▼

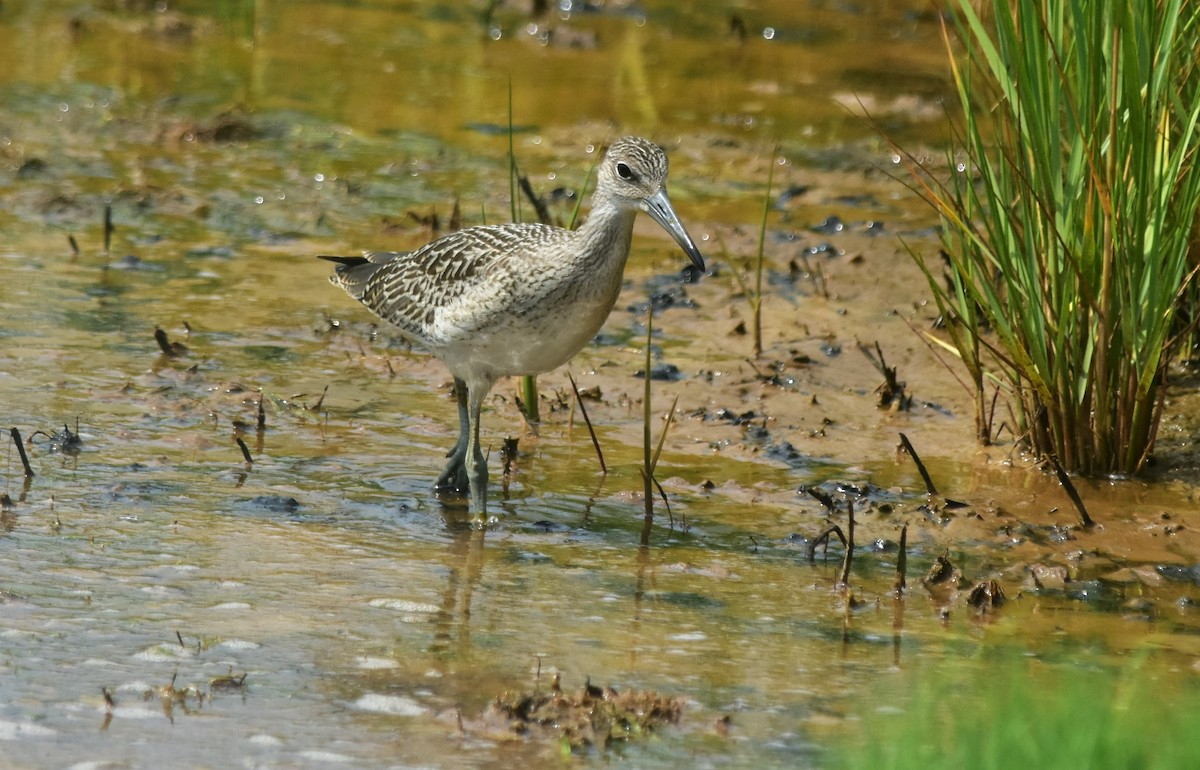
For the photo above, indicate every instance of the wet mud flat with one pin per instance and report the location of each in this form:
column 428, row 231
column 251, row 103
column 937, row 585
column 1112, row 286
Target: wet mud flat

▲

§ **Directions**
In the entries above, how many lines include the word "column"? Only the number should be given.

§ **Exercise output**
4